= Description of the task =
Every entry must be given again exactly.

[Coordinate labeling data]
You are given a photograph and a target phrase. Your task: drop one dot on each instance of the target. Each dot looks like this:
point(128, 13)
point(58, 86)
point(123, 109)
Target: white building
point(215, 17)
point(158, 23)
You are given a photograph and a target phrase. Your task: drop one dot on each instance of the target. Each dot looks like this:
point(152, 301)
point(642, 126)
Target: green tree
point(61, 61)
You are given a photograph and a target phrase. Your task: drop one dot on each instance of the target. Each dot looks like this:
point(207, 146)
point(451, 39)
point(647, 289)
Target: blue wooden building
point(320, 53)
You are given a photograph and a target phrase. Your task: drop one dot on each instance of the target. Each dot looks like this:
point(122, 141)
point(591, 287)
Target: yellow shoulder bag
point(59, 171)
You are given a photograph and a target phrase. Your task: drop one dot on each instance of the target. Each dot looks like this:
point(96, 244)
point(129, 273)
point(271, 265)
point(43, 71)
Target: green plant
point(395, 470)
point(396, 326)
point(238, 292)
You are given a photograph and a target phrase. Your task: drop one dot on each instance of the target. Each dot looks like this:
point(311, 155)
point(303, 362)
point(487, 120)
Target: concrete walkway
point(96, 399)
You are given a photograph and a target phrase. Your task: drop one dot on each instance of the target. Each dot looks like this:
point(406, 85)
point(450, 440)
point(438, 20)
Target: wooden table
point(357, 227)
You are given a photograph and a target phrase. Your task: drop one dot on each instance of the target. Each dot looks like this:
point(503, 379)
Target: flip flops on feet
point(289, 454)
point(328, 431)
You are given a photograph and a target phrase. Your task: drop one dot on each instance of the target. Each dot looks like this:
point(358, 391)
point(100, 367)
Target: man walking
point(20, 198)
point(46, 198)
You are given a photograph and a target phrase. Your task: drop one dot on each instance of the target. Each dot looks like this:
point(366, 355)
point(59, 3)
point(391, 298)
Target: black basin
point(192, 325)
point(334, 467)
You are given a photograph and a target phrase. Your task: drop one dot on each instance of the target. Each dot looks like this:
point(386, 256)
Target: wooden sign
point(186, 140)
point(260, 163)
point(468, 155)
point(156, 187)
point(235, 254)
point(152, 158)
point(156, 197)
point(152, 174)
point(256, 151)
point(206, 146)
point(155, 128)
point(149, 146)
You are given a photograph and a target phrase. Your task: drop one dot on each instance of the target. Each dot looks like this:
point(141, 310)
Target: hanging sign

= Result =
You are given a photograph and a target phrase. Your task: drop one dot on each instance of the target. Each dot looks like this:
point(128, 13)
point(58, 86)
point(123, 109)
Target: white building
point(215, 17)
point(158, 23)
You are given a photograph and a target phrase. Your task: drop one dot on each instance of the target. Each dot looks like this:
point(152, 301)
point(642, 126)
Target: green tree
point(61, 61)
You are given a photograph and a target phrase. Your task: drop one dot on each instance of the target. Each dot looks like this:
point(207, 146)
point(451, 39)
point(647, 289)
Target: blue wooden building
point(320, 53)
You are given a photograph and a target phrase. Your task: drop one dot on each instance of the target. Each dot looks like this:
point(122, 141)
point(591, 287)
Target: yellow shoulder bag
point(59, 171)
You are given a photograph and a target phrase. Your task: drop one dot on each instance of the target. Each dot looks like this:
point(96, 244)
point(129, 273)
point(271, 265)
point(43, 71)
Target: green plant
point(395, 470)
point(396, 326)
point(238, 292)
You are given a photograph and a target phrase. Your task: drop one dot on each instance of the target. Each dot looks like this:
point(311, 155)
point(303, 362)
point(487, 120)
Target: concrete walkway
point(96, 399)
You are given a photograph and a target phrase. Your task: drop one dot on each instance of the target. Each dot looks like this:
point(406, 85)
point(450, 440)
point(438, 20)
Target: wooden table
point(357, 227)
You are given a photograph and a target phrase. Your task: drop one dot on each instance of the target. Each dot looks like this:
point(503, 379)
Target: flip flops on feet
point(289, 454)
point(328, 431)
You are given a photograph and a target phrase. Your task: drop one dot on each instance of the target. Each dot looks like this:
point(358, 391)
point(100, 367)
Target: man walking
point(20, 198)
point(46, 198)
You are given a photograph and a target phrase. Your task: drop one dot on each instance of the target. Each dot looks like this:
point(366, 355)
point(59, 3)
point(391, 298)
Target: black basin
point(192, 325)
point(334, 467)
You are given a photograph and a target phrase. Your task: drop one dot on each instance of the target. Each dot looks like this:
point(386, 256)
Target: wooden sign
point(186, 140)
point(260, 163)
point(468, 155)
point(156, 187)
point(235, 254)
point(152, 158)
point(156, 197)
point(152, 174)
point(256, 151)
point(206, 146)
point(155, 128)
point(149, 146)
You are given a photograph and a target phrase. Your task: drop one dot on each instance of the target. Each dot looks like this:
point(141, 310)
Target: hanging sign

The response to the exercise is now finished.